Copy out, without any change, the stretch of the records below from the line containing "Mark a point on each instance of the stainless" through the line containing "(1262, 487)", including both of those lines.

- Supplied data -

— start —

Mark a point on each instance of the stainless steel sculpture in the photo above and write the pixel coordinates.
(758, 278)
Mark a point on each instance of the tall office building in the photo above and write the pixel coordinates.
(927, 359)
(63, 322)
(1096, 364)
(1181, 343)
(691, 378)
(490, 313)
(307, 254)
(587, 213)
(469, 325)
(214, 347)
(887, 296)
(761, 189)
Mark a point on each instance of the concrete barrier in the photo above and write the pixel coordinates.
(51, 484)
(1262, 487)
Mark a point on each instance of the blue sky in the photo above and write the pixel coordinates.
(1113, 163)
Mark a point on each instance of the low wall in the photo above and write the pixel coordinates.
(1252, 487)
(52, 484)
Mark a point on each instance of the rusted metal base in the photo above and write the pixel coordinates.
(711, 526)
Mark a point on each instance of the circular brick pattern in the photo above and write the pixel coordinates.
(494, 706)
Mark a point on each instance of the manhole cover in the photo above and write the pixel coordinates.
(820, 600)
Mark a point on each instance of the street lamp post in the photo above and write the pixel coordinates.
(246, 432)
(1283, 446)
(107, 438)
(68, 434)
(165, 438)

— end —
— start —

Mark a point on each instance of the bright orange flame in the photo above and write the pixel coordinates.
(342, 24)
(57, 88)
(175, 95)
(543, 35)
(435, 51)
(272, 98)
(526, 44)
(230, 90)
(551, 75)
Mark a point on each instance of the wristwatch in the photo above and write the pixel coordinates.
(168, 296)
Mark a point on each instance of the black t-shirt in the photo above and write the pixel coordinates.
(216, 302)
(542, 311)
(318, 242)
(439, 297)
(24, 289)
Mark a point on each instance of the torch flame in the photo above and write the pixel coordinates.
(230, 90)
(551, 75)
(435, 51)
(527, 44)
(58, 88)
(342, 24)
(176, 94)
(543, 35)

— end —

- Finished exercise -
Mark a point on each instance of the stainless steel sculpture in the photo above and write the pixel coordinates.
(758, 278)
Mark a point on each instance of the tall office building in the photo above and write the pixel coordinates.
(927, 359)
(63, 322)
(1096, 364)
(1181, 343)
(691, 378)
(490, 313)
(307, 254)
(587, 213)
(469, 325)
(214, 347)
(887, 296)
(761, 189)
Mark a point on each instance of the concrete barrier in the photo above and write the pixel coordinates.
(51, 484)
(1262, 487)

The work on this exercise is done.